==== DOCUMENT SEGMENT ====
Virtualization Technology News and Information
AMD Best Practices Series: VMware vSphere Performance Considerations for NUMA

AMD Best Practices Series. A Contributed Series by AMD


VMware vSphere Performance Considerations for NUMA is written by By Ruben Soto, Field Application Engineer at AMD

One of the questions I get asked frequently is, “Do I have to do anything unique or special to VMware® vSphereTM to optimize performance for the AMD OpteronTM processor?” The brief answer is no, not normally. “Out of the box”, vSphere has the capability to lay out a multi-VM structure that delivers excellent performance across the vast majority of workloads. VMware’s engineering teams do a superb job of collaborating with AMD’s design teams to assess what needs to be done to vSphere’s kernel to account for new features implemented in newer processors.

You’ll notice I stated “vast majority”, implying there are unusual cases where the “out of the box” experience is not optimal. As vSphere deployments have matured and progressed, clients are achieving a level of comfort with the technology where bolder, more complex VMs are being implemented. For example, vSphere 4.1 increases the size that a vSMP can achieve to eight (8) virtual cpus (vCPU). Complex workloads, such as SQL Server and SAP, are now feasible. The AMD Opteron 6000 Series platform multi-die design has introduced the notion of ‘intra-processor’ and ‘inter-processor’ NUMA. This has a major influence on how to craft vSMPs in a manner that does not conflict with this processor. Another vSphere capability that is beginning to get exploited more often is the idea of “overcommitting” resources, e.g. more vCPUs than physical cores. How, when, and which workloads best utilize this capability requires a thorough understanding before committing to it.

As one of AMD’s Field Application Engineers, I was recently called in to help a customer that was experiencing a performance issue.  The customer was running an AMD Opteron™ 6000 Series-based server with 12 cores per processor but unfortunately was seeing poorer performance, reported as excessive latency, than both older AMD Opteron processor based servers and a current Intel based server. After a little research we found a couple of interesting data points:

1.     The VMs were being migrated from node to node, causing the VM and its data to become separated (remote) for periods of time

2.     As a result, the vSMPs were being split across dies as part of a VM rebalancing, resulting in non-optimal cache utilization or data sharing across a vSMP or vCPUs that need to communicate

Understanding how to begin an analysis of AMD Opteron processor performance anomolies requires an understanding of (a) how vSphere initially ‘carves up’ and lays out a large vSMP VM in a multi-socket server, (b) the role of the vSphere NUMAsched(uler), and (c) how vSphere attempts to maintain proper workload distribution to optimize performance.

VM Initial Placement

vSphere utilizes the same BIOS structures that any bare-metal OS would use to get a “lay of the land” picture of the underlying host server, i.e. SRAT, SLIT, and ACPI. It’s from these structures that vSphere creates a ‘mapping’ of the host server, defining NUMA nodes boundaries. The vSphere NUMAsched uses a round-robin technique for vCPU placement but also makes every attempt to keep process and data co-resident on the same NUMA node. This is a desirable condition, as it reduces remote memory access latency and promotes cache sharing. This is an example of VMware’s software engineering strength and collaboration with AMD.
==== AVAILABLE DATA ====
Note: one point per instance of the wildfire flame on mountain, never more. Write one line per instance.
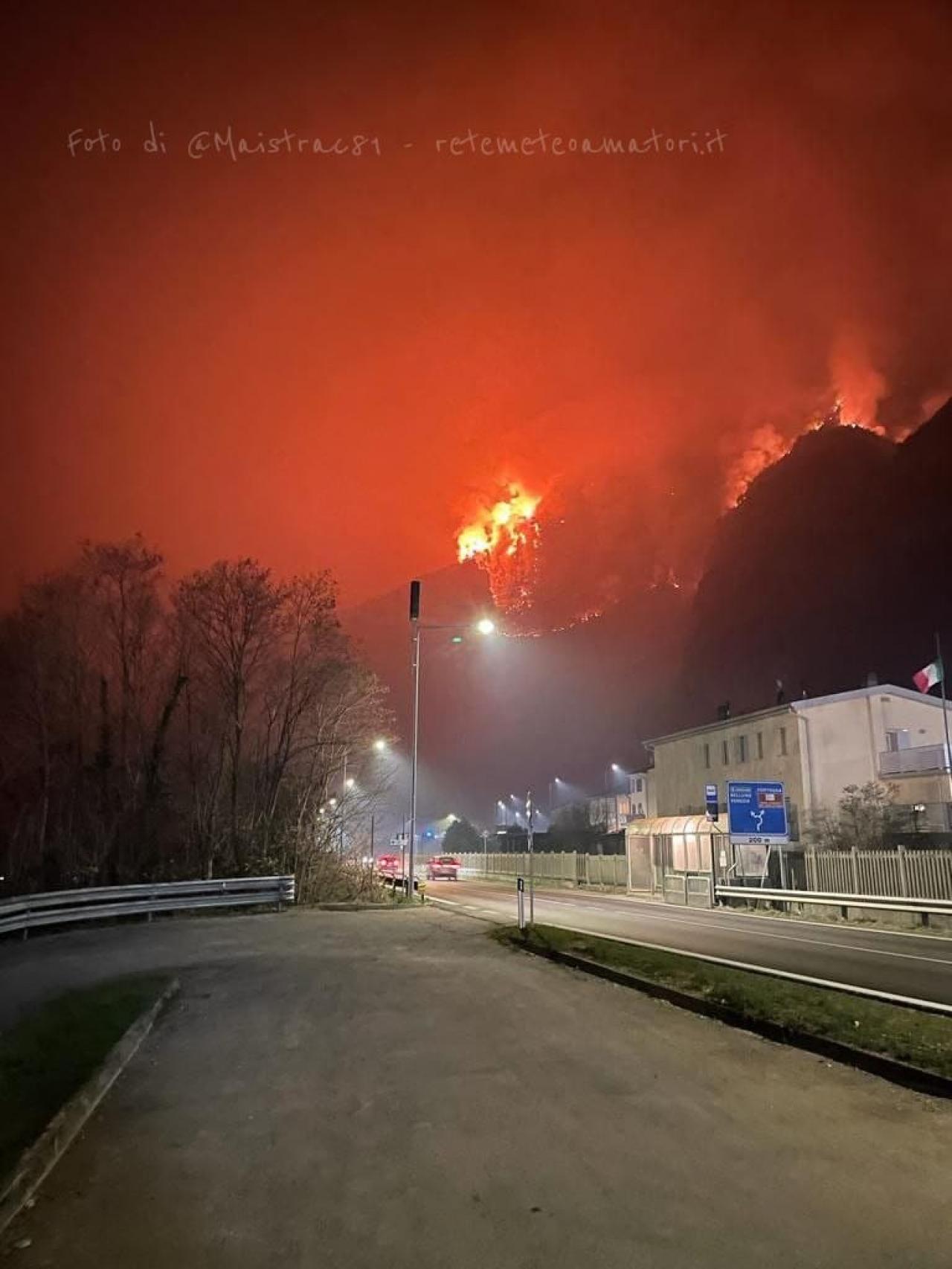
(503, 539)
(768, 446)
====
• TASK INSTRUCTIONS
[A] Name the BIOS structures that the vSphere NUMA article says vSphere uses to get a picture of the underlying host server.
[B] Transcribe the passage of the vSphere NUMA article between "VMware vSphere Performance Considerations for NUMA is" and "in newer processors.", inclusive.

• REPLIES
[A] SRAT, SLIT, and ACPI

[B]
VMware vSphere Performance Considerations for NUMA is written by By Ruben Soto, Field Application Engineer at AMD

One of the questions I get asked frequently is, “Do I have to do anything unique or special to VMware® vSphereTM to optimize performance for the AMD OpteronTM processor?” The brief answer is no, not normally. “Out of the box”, vSphere has the capability to lay out a multi-VM structure that delivers excellent performance across the vast majority of workloads. VMware’s engineering teams do a superb job of collaborating with AMD’s design teams to assess what needs to be done to vSphere’s kernel to account for new features implemented in newer processors.